▶ Extract:

□ □ □ □

The pharmaceutical and biotechnology industries develop, produce, and market drugs and vaccines. Companies work within an ecosystem that includes academic institutions and substantial public funding which facilitates early discovery and research. The estimated costs of drug development vary according to products, with estimates ranging from USD$161 million to USD$2.6 billion. Estimates of cost can account for opportunity costs and the cost of research and development which doesn’t lead to viable products. It takes, on average, 10-12 years to develop a drug from initial discovery to availability on the market. The economic modelling upon which estimates are based relies on particular assumptions about the competitive and regulatory environments, which may change within the global context of COVID-19.

Regulatory and licensing bodies and approval processes for new drugs and medical products vary by country. In the UK, once a new drug has completed clinical trials, the approval process consists of two stages before the drug is made available on the NHS. The first stage of licensing provides assurance from the regulatory authority (the European Medicines Agency and/or the Medicines and Healthcare products Regulatory Agency) that the drug or vaccine is effective, and is sufficiently well-tolerated that the potential benefit to patients outweighs the risk, and meets manufacturing quality standards to the extent that it should be made available for use by clinicians. After licensing, the product is appraised by the relevant bodies, such as the National Institute for Health & Care Excellence or the Joint Committee on Vaccination and Immunisation, to ensure that it is a cost-effective treatment or vaccine to provide on the NHS.

□ □ □ □

▶ Raw data:
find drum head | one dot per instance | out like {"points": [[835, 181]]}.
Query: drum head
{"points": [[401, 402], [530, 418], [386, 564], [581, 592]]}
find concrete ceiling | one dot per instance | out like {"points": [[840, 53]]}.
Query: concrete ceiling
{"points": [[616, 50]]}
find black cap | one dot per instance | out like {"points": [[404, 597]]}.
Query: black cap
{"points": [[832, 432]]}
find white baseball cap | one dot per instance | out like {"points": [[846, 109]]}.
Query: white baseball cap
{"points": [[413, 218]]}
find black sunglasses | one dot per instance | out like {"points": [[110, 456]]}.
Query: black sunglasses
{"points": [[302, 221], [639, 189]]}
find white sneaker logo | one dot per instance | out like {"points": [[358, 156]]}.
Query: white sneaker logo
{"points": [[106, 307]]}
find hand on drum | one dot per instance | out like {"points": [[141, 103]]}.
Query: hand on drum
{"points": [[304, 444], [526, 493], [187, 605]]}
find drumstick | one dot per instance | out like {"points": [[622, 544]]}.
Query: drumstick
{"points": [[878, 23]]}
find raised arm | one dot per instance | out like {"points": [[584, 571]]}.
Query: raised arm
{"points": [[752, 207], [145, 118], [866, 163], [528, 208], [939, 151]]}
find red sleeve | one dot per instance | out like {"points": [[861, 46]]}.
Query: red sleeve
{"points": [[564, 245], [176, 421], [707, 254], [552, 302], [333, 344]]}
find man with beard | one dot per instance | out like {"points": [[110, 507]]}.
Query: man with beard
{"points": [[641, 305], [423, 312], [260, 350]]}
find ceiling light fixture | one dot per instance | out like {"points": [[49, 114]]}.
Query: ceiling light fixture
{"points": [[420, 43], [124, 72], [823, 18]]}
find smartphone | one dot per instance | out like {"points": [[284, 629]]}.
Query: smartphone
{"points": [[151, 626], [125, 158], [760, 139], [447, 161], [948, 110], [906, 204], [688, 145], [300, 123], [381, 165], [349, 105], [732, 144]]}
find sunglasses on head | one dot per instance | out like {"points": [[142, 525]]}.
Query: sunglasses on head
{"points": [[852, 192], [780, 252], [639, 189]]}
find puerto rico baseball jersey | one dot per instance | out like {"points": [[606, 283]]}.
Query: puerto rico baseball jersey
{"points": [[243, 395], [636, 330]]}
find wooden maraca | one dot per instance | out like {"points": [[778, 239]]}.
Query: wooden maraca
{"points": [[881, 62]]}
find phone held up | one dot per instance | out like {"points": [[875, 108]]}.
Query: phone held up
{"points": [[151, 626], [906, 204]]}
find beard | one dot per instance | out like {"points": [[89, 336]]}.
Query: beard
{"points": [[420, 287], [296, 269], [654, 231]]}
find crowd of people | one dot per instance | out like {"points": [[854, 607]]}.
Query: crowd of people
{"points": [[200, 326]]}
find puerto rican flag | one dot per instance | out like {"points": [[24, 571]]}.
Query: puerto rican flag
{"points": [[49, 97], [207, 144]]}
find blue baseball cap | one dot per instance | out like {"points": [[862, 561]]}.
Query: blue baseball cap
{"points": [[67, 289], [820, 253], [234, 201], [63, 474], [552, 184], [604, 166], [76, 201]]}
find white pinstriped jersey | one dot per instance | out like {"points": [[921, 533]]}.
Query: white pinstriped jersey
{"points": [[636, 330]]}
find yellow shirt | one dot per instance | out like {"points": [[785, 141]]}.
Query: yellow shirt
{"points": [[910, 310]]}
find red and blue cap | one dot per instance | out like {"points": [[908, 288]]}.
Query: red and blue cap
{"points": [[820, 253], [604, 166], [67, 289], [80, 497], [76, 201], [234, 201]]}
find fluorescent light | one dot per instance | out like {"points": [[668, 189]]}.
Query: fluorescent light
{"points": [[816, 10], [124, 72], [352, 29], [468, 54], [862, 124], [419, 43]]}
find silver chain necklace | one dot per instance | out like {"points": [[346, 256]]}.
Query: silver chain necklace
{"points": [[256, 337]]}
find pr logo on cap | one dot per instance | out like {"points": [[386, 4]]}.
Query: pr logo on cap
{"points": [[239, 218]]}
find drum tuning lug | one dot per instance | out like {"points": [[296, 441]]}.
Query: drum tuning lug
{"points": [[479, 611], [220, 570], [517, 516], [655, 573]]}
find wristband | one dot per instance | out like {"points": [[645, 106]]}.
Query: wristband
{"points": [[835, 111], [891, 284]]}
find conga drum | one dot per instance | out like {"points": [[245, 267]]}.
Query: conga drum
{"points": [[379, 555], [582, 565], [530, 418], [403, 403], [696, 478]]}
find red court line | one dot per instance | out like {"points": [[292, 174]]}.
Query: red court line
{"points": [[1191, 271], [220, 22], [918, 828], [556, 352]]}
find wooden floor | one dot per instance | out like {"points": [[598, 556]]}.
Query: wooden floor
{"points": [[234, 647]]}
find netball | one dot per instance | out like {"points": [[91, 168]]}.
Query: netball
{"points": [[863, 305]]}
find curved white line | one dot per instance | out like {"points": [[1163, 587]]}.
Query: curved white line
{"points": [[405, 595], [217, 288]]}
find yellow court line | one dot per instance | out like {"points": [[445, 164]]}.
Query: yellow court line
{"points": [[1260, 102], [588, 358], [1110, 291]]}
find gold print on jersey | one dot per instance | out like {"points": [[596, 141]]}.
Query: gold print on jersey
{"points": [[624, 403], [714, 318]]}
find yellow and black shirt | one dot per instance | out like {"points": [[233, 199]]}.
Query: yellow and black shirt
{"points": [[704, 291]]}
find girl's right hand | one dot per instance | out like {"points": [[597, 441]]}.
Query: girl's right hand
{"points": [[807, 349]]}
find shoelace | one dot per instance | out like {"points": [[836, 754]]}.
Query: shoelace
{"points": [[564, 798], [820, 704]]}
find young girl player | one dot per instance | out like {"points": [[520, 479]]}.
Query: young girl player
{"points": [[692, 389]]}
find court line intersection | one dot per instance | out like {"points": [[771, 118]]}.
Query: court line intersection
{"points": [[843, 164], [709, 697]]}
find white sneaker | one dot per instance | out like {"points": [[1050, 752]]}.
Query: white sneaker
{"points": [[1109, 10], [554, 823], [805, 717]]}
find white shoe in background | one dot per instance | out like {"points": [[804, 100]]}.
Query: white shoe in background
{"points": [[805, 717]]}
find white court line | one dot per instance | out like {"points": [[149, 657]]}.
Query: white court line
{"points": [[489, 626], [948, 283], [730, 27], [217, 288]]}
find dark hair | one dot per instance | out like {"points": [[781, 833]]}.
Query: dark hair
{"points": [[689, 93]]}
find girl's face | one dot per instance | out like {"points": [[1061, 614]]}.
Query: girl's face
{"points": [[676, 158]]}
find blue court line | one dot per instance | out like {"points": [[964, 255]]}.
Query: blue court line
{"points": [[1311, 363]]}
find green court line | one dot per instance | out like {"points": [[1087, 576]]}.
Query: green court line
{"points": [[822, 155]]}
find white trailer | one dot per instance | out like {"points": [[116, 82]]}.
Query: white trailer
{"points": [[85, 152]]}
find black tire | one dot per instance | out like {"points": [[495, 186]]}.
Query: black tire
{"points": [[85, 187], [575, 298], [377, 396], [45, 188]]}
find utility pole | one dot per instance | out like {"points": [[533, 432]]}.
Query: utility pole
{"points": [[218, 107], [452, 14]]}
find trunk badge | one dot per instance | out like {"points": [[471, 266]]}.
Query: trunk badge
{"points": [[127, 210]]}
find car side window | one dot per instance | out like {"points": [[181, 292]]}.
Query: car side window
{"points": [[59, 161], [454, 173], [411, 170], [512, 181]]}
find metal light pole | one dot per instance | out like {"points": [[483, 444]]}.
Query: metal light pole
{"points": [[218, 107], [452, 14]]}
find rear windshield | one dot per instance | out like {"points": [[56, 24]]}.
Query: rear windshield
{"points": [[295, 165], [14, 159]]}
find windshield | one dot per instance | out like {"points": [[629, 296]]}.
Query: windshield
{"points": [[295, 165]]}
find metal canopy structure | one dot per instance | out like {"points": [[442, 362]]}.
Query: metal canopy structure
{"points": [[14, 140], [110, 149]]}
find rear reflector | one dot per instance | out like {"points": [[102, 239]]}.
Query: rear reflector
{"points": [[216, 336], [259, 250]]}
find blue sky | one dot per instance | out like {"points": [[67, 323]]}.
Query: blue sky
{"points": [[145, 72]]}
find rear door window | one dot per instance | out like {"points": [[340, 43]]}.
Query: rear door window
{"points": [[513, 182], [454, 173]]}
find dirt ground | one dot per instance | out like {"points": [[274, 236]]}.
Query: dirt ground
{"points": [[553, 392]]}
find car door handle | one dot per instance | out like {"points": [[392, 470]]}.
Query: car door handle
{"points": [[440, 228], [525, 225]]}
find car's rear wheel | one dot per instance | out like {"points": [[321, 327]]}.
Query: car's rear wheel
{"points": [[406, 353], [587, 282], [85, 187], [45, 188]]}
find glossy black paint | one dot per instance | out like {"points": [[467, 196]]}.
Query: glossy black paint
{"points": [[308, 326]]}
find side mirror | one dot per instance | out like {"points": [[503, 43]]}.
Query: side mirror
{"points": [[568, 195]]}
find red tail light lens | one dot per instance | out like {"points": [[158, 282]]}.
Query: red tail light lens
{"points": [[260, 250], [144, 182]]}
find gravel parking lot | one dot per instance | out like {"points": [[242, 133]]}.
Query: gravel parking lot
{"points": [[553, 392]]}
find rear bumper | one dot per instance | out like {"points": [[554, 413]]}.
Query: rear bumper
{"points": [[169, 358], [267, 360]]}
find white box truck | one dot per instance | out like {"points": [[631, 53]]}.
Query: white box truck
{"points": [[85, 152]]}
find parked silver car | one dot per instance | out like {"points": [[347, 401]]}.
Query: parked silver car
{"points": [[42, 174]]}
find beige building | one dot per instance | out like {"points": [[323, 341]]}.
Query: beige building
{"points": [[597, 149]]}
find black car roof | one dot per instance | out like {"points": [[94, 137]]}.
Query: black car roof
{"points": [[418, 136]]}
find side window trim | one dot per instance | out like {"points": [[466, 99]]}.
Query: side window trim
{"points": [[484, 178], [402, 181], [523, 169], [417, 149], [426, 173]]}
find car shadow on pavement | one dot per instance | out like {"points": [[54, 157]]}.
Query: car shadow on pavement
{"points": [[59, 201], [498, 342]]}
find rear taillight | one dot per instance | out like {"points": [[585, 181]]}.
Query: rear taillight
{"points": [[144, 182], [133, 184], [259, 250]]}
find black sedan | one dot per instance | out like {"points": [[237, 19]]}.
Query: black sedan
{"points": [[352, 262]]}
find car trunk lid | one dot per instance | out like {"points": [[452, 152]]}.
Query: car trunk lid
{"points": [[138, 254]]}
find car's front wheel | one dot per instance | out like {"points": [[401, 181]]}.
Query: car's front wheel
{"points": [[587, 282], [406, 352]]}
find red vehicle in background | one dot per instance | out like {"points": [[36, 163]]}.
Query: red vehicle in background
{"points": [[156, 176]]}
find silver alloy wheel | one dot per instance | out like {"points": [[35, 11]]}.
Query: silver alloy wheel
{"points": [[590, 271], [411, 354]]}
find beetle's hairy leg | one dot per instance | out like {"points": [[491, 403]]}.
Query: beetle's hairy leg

□ □ □ □

▶ Problem set:
a) Return the part of the drug development passage that begins at the words "The pharmaceutical and" and ends after the words "context of COVID-19.".
b) Condense the paragraph of the drug development passage that opens with "Regulatory and licensing bodies" into a short list that keeps its main facts.
c) Continue the drug development passage from the point where it ends.
The lines have nothing to do with the drug development passage.

▶ Outputs for the tasks:
a)
The pharmaceutical and biotechnology industries develop, produce, and market drugs and vaccines. Companies work within an ecosystem that includes academic institutions and substantial public funding which facilitates early discovery and research. The estimated costs of drug development vary according to products, with estimates ranging from USD$161 million to USD$2.6 billion. Estimates of cost can account for opportunity costs and the cost of research and development which doesn’t lead to viable products. It takes, on average, 10-12 years to develop a drug from initial discovery to availability on the market. The economic modelling upon which estimates are based relies on particular assumptions about the competitive and regulatory environments, which may change within the global context of COVID-19.

b)
- Regulatory bodies and approval processes for new drugs and medical products differ between countries.
- In the UK, a drug that has finished clinical trials goes through two stages before it is offered on the NHS.
- Licensing: the European Medicines Agency and/or the Medicines and Healthcare products Regulatory Agency confirms that the drug or vaccine is effective, that its potential benefit outweighs its risk, and that it meets manufacturing quality standards.
- Appraisal: bodies such as the National Institute for Health & Care Excellence or the Joint Committee on Vaccination and Immunisation judge whether it is cost-effective to provide on the NHS.

c)
Drugs can be patented to offer revenue protection to companies for the length of the patent, to enable them to recoup the cost of research and development and reward economic risk. Patents can last up to 20 or exceptionally 25 years. Most drugs are often patented before being placed on the market, so the revenue life of the drug is usually shorter than the patent length. Patents are issued nationally, which means that drugs may be patented in one country but not in another. Drugs are priced and made available at differing costs across markets.